EXERCISE PROMPT: The required output consists solely of the lines from the line containing "For the woman" through the end of the records, copied exactly.
---------- RECORDED DATA
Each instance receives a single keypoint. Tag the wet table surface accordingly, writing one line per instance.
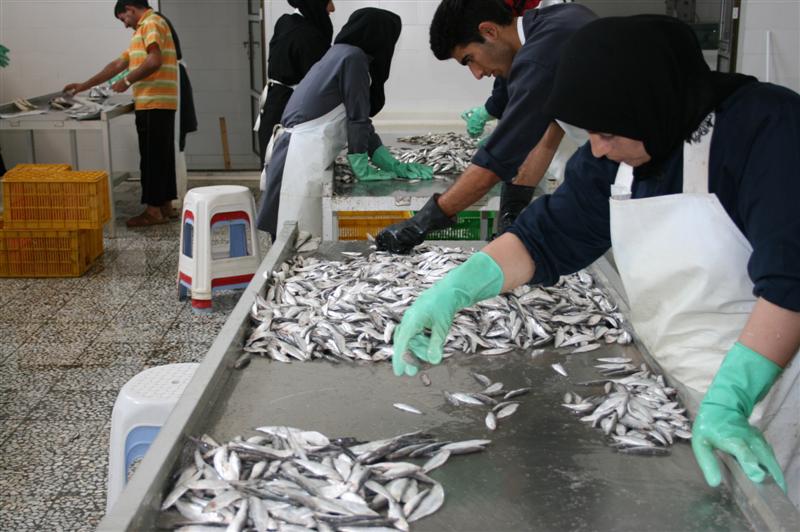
(544, 470)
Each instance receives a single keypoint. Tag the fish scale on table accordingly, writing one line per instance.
(445, 153)
(348, 309)
(637, 411)
(287, 477)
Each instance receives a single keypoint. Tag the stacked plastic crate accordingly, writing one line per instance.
(52, 223)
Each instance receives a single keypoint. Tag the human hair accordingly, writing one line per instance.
(120, 6)
(456, 23)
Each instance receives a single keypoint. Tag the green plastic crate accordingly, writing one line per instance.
(468, 227)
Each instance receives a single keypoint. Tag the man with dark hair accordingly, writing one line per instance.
(484, 36)
(153, 72)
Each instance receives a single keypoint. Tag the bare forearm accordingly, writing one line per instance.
(471, 186)
(773, 332)
(538, 160)
(108, 72)
(512, 256)
(150, 65)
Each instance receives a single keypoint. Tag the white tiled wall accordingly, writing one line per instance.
(781, 18)
(53, 43)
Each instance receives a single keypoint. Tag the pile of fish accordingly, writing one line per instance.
(290, 479)
(446, 153)
(348, 309)
(637, 411)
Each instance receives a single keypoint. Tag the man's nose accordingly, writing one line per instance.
(476, 71)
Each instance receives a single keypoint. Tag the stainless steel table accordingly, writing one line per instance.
(544, 470)
(60, 121)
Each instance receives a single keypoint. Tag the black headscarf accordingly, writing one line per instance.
(641, 77)
(316, 12)
(376, 32)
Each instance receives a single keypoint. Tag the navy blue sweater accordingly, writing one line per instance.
(754, 170)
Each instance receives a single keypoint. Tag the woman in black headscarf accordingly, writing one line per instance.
(329, 110)
(298, 41)
(692, 176)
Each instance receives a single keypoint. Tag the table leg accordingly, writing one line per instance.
(73, 147)
(105, 131)
(33, 146)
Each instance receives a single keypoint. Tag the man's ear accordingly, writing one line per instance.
(489, 30)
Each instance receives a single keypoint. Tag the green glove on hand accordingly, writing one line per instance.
(743, 380)
(384, 160)
(4, 56)
(359, 162)
(476, 119)
(477, 279)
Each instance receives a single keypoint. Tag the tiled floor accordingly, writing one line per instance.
(66, 348)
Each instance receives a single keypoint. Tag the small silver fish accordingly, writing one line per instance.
(407, 408)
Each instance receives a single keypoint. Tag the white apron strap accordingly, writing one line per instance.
(621, 189)
(695, 159)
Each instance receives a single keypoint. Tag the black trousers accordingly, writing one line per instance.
(156, 129)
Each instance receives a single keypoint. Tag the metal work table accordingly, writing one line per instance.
(394, 195)
(59, 121)
(544, 470)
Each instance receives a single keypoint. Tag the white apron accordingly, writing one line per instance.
(683, 263)
(313, 147)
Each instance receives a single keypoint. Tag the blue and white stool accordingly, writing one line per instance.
(141, 408)
(204, 267)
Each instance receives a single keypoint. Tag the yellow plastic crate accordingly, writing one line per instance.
(354, 225)
(35, 199)
(45, 253)
(39, 168)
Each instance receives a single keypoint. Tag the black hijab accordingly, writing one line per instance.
(316, 12)
(376, 32)
(641, 77)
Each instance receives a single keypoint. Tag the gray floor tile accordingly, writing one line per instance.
(18, 403)
(75, 405)
(177, 352)
(22, 512)
(72, 514)
(48, 354)
(122, 331)
(8, 427)
(68, 330)
(110, 354)
(93, 378)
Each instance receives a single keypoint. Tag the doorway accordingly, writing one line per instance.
(223, 51)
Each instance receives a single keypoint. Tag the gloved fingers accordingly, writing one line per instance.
(767, 459)
(420, 171)
(747, 460)
(704, 454)
(438, 338)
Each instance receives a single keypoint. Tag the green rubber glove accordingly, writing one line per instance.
(743, 380)
(476, 119)
(4, 56)
(359, 162)
(383, 159)
(477, 279)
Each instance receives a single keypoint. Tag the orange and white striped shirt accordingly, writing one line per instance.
(159, 90)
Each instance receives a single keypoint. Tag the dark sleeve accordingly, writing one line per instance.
(354, 86)
(497, 101)
(525, 122)
(568, 230)
(768, 203)
(308, 52)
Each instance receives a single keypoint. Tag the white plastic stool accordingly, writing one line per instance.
(141, 408)
(201, 272)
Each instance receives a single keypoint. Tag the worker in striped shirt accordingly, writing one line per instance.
(153, 73)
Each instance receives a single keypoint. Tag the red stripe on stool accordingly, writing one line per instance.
(201, 303)
(237, 279)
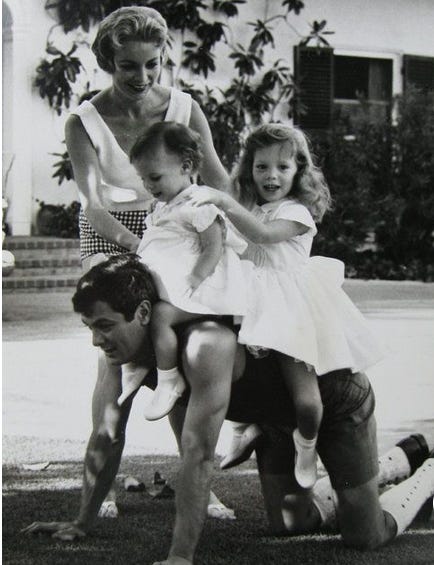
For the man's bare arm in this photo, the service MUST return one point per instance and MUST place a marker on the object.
(103, 455)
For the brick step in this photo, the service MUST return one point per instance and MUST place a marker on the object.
(39, 283)
(47, 262)
(61, 255)
(65, 270)
(14, 243)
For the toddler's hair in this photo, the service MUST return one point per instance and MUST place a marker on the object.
(175, 138)
(309, 186)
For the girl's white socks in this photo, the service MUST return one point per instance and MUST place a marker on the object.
(170, 387)
(405, 500)
(305, 460)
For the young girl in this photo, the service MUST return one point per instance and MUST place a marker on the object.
(192, 252)
(296, 305)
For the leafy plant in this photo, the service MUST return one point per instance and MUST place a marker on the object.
(62, 168)
(58, 220)
(54, 78)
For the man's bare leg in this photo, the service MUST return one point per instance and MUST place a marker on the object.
(208, 363)
(216, 508)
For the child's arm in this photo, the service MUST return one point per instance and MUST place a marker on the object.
(256, 231)
(211, 241)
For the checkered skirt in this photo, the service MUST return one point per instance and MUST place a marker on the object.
(92, 243)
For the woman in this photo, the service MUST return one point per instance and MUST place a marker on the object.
(131, 46)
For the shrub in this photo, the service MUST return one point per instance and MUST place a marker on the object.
(58, 220)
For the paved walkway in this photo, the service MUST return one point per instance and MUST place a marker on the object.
(49, 368)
--------------------
ANSWER FOR THIS EXERCISE:
For the woman in this photo, the service MUST return one point per instance and MUST place a marker on the object.
(131, 46)
For the shrub in this photo, the service MUST return one point per instance and MUST place a marker on the object.
(58, 220)
For the paved walkway in this photo, the service MUST return one point per instance and MUST place a marker on the object.
(49, 368)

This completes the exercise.